*** GETOONDE RECORDS ***

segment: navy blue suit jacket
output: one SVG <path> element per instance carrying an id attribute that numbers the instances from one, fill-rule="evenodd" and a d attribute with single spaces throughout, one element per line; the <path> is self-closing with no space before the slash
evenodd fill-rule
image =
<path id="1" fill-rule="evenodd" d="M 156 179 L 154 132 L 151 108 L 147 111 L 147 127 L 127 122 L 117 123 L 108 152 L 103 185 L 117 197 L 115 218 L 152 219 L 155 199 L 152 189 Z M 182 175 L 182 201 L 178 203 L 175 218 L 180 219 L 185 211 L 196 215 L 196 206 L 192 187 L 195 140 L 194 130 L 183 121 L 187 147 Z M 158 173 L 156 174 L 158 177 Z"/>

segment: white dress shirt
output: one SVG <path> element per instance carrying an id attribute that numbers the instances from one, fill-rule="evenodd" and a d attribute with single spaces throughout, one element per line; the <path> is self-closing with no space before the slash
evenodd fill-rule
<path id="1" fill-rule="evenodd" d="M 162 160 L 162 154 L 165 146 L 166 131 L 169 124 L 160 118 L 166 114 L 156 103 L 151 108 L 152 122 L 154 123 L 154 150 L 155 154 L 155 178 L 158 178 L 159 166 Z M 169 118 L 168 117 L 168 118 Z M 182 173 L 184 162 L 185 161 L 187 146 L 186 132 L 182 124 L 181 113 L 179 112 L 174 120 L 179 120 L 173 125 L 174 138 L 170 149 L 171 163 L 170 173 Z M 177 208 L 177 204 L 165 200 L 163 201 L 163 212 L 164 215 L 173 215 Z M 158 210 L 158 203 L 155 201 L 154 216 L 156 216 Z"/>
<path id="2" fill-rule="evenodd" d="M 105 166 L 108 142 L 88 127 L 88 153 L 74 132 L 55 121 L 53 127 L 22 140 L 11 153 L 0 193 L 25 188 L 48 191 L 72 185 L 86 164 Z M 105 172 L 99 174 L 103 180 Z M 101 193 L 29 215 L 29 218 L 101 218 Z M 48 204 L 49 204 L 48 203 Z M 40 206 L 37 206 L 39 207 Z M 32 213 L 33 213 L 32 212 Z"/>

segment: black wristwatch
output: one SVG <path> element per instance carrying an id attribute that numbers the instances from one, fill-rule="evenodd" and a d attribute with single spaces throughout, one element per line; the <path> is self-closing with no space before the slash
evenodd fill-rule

***

UITDAGING
Geef alsjeblieft de regels van de regel met "segment: white dress shirt" tot en met de regel met "105 166 L 108" weer als genummerde lijst, zonder lege regels.

ANTWOORD OEFENING
1. segment: white dress shirt
2. output: one SVG <path> element per instance carrying an id attribute that numbers the instances from one, fill-rule="evenodd" and a d attribute with single spaces throughout, one element per line; the <path> is self-closing with no space before the slash
3. evenodd fill-rule
4. <path id="1" fill-rule="evenodd" d="M 162 160 L 162 154 L 165 146 L 166 131 L 169 124 L 160 118 L 166 114 L 156 103 L 151 108 L 152 122 L 154 123 L 154 150 L 155 154 L 155 178 L 158 178 L 159 166 Z M 169 118 L 168 117 L 168 118 Z M 182 173 L 184 162 L 185 161 L 187 146 L 186 132 L 182 124 L 181 113 L 179 112 L 174 120 L 179 120 L 173 125 L 174 138 L 170 149 L 171 163 L 170 173 Z M 177 208 L 177 204 L 165 200 L 163 201 L 163 212 L 164 215 L 173 215 Z M 158 210 L 158 203 L 155 201 L 154 216 L 156 216 Z"/>
5. <path id="2" fill-rule="evenodd" d="M 105 166 L 108 142 L 88 127 L 88 153 L 74 132 L 55 121 L 53 127 L 22 140 L 11 153 L 0 193 L 25 188 L 48 191 L 72 185 L 86 164 Z M 105 172 L 99 174 L 103 180 Z M 101 193 L 29 215 L 29 218 L 101 218 Z M 48 204 L 49 204 L 48 203 Z M 40 206 L 37 206 L 39 207 Z M 32 213 L 33 213 L 32 212 Z"/>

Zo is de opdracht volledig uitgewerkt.